SUPPLIED MATERIAL:
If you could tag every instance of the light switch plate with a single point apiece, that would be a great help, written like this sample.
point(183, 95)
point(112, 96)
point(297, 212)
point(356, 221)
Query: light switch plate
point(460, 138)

EXERCISE: Everything from the line containing "point(183, 95)" to the last line of the material above should be printed exactly, both ends included.

PROBLEM SOLUTION:
point(183, 95)
point(112, 96)
point(297, 212)
point(356, 221)
Query: light switch plate
point(460, 138)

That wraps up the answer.